*Selected extract*.
——

CSSE 593
Internet Applications & Services
Spring 2009
[Announcement]
[Course Information]
[Course Objectives]
[Lectures]
[Prerequisites]
[Readings]
[Syllabus & Schedule]
[Projects]
[Useful Links]
Office: EGRN 530
Office phone: x 5515
Office hours: after class or by appointment
Email: zhuy AT SEATTLEU dot EDU
- Project 2 is posted on April 21, 2009!
- Project 1 is posted on April 7, 2009!
- Class meeting times: Tuesday 6:00 - 8:40PM
- Classroom: ENGR 305
In the last few years we have seen an amazing
new wave of Internet applications. The emergence of the new Internet
applications & services is changing our lives and transforming
our world in many ways. Not only using the Internet to browse the web
and exchange emails, people are but also using the Internet to search, share and
disseminate diginal informations, to talk (VoIP), to shop (Amazon), to exchange video clips (YouTube),
to watch TV and movies (VoD), to play games, and to have a "second life" in
virtual worlds. The Internet has become a huge online community that
is deeply interconnected and clustered at
multiple dimensions.
This course studies the principles and practice of a wide range of Internet applications
and services. The topics include but are not limited to: Content Delivery Networks (CDN) & Web Performance,
Web Searching, Content Distribution, Peer-to-Peer Networks, Video over Internet and Performance
Services.
Each lecture consists of two parts. In
the first part, the instructor will talk about the state-of-the-art
in that week's topic. The lectures will be based on recent research
papers and other references. In the second part of the class, we will
have an open-forum discussion following the lecture: Each student
need to ask questions and the instructor or the other students will
answer the questions. We may also have one or two small student presentations
about specific applications that are related to that week's topic. Students
are encouraged to volunteer in the small presentations.

——

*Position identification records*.

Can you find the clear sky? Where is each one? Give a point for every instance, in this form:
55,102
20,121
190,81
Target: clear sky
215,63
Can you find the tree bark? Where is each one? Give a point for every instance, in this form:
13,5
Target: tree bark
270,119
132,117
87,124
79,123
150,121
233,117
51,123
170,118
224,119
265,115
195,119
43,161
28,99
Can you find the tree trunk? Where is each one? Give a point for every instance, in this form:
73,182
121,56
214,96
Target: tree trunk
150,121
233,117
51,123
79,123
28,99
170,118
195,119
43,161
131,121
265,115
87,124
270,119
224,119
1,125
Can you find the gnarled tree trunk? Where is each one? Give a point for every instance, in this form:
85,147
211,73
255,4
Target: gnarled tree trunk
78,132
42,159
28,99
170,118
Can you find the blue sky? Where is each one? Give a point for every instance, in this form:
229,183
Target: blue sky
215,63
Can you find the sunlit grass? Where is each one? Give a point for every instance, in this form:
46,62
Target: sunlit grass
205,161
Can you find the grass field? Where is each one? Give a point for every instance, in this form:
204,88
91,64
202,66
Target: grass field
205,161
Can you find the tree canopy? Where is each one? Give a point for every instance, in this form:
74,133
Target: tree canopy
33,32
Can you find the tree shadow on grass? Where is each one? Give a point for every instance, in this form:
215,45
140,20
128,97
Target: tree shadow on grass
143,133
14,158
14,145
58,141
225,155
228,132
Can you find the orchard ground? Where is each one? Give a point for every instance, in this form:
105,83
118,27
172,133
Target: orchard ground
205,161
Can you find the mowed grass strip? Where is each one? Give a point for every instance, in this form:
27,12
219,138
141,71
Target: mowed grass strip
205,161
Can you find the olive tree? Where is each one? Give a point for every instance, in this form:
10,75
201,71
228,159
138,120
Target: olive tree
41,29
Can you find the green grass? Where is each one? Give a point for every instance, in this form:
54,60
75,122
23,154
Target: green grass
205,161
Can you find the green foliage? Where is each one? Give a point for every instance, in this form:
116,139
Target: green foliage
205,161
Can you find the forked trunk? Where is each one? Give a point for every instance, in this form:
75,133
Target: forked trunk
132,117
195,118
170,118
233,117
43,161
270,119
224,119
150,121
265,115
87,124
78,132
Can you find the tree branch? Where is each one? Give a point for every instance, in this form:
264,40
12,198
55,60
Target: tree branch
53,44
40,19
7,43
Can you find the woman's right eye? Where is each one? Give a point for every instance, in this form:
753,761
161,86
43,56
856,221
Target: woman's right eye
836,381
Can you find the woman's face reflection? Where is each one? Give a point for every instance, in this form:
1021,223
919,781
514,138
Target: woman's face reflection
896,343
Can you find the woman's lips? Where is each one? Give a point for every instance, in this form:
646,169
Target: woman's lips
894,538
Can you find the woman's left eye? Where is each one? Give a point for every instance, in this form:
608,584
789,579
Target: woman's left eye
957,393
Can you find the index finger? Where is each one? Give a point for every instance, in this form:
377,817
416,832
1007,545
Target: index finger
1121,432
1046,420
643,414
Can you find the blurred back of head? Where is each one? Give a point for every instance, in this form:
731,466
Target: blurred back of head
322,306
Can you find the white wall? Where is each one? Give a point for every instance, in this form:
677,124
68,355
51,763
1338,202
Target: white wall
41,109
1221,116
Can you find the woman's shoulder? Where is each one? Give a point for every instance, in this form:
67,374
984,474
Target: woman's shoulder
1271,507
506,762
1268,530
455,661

——

*Objective 1*. Echo the course page from "Each lecture consists" to "the small presentations.".
*Objective 2*. Summarize the course page in two sentences.
*Objective 3*. According to the course page, how does the second part of each lecture work? Answer in two or three sentences.
The material is not needed for any of these tasks.

*Full answer 1*.
Each lecture consists of two parts. In
the first part, the instructor will talk about the state-of-the-art
in that week's topic. The lectures will be based on recent research
papers and other references. In the second part of the class, we will
have an open-forum discussion following the lecture: Each student
need to ask questions and the instructor or the other students will
answer the questions. We may also have one or two small student presentations
about specific applications that are related to that week's topic. Students
are encouraged to volunteer in the small presentations.

*Full answer 2*. CSSE 593, Internet Applications & Services, is a Spring 2009 course that meets Tuesdays from 6:00 to 8:40 PM in ENGR 305 and studies the principles and practice of a wide range of Internet applications and services, including Content Delivery Networks, Web Searching, Content Distribution, Peer-to-Peer Networks, and Video over Internet. Each lecture has two parts: the instructor first presents the state of the art in that week's topic, drawing on recent research papers, and the class then holds an open-forum discussion in which every student asks questions.

*Full answer 3*. The second part of each lecture is an open-forum discussion that follows the instructor's talk, in which each student needs to ask questions and the instructor or other students answer them. There may also be one or two small student presentations about specific applications related to that week's topic, and students are encouraged to volunteer for them.